#### Exercise prompt:
Count the lines in the records that contain the word "purple", and reply with that number only.

#### Supplied records:
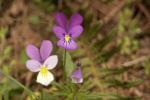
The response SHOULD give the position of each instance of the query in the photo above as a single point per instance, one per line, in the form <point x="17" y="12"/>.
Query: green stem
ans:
<point x="21" y="85"/>
<point x="64" y="63"/>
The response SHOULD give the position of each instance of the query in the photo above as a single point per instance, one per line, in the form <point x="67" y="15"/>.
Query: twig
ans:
<point x="136" y="61"/>
<point x="114" y="11"/>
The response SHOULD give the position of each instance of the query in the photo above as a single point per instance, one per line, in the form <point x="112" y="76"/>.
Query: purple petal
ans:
<point x="45" y="49"/>
<point x="33" y="52"/>
<point x="76" y="19"/>
<point x="76" y="76"/>
<point x="33" y="65"/>
<point x="76" y="31"/>
<point x="51" y="62"/>
<point x="59" y="32"/>
<point x="71" y="45"/>
<point x="61" y="19"/>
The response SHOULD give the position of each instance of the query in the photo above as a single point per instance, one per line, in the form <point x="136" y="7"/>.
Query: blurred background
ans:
<point x="114" y="49"/>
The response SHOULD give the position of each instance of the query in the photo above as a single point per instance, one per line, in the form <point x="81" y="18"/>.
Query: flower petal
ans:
<point x="71" y="45"/>
<point x="59" y="32"/>
<point x="61" y="19"/>
<point x="74" y="80"/>
<point x="76" y="76"/>
<point x="33" y="65"/>
<point x="76" y="31"/>
<point x="76" y="19"/>
<point x="45" y="49"/>
<point x="33" y="52"/>
<point x="51" y="62"/>
<point x="45" y="79"/>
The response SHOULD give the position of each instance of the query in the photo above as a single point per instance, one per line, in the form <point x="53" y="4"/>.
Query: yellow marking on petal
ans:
<point x="43" y="70"/>
<point x="67" y="38"/>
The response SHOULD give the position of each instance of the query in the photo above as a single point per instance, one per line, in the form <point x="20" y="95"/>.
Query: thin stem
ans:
<point x="64" y="63"/>
<point x="75" y="93"/>
<point x="21" y="85"/>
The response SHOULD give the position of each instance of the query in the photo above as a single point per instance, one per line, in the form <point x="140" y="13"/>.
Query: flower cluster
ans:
<point x="40" y="59"/>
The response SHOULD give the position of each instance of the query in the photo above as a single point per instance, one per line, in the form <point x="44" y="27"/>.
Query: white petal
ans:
<point x="45" y="79"/>
<point x="51" y="62"/>
<point x="33" y="65"/>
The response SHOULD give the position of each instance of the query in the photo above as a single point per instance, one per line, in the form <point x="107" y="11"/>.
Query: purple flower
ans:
<point x="41" y="61"/>
<point x="66" y="31"/>
<point x="76" y="76"/>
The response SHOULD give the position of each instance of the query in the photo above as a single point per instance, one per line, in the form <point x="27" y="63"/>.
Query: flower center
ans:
<point x="67" y="38"/>
<point x="43" y="70"/>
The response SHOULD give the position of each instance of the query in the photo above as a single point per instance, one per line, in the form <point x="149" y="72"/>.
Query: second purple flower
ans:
<point x="66" y="31"/>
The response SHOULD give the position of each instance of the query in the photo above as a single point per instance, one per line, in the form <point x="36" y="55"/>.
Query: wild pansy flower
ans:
<point x="66" y="31"/>
<point x="76" y="75"/>
<point x="41" y="61"/>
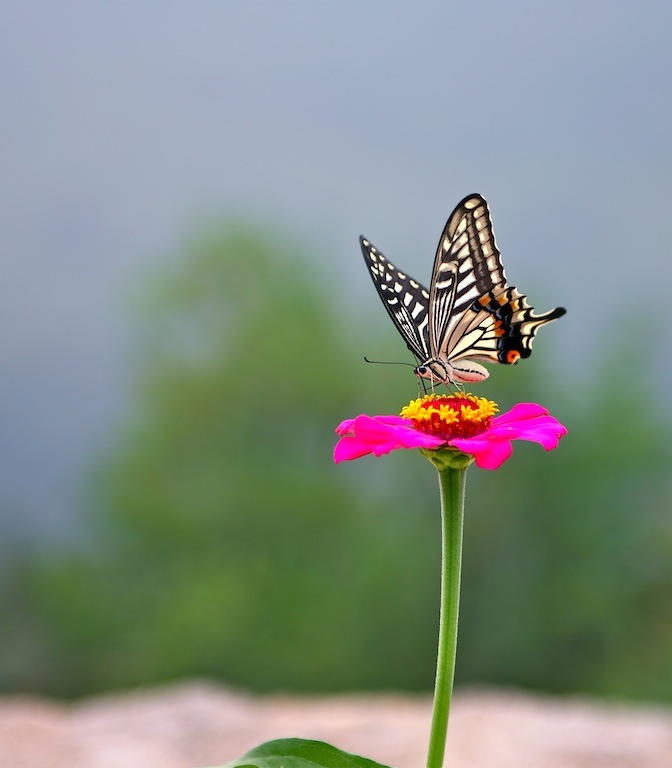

#### Answer to the problem:
3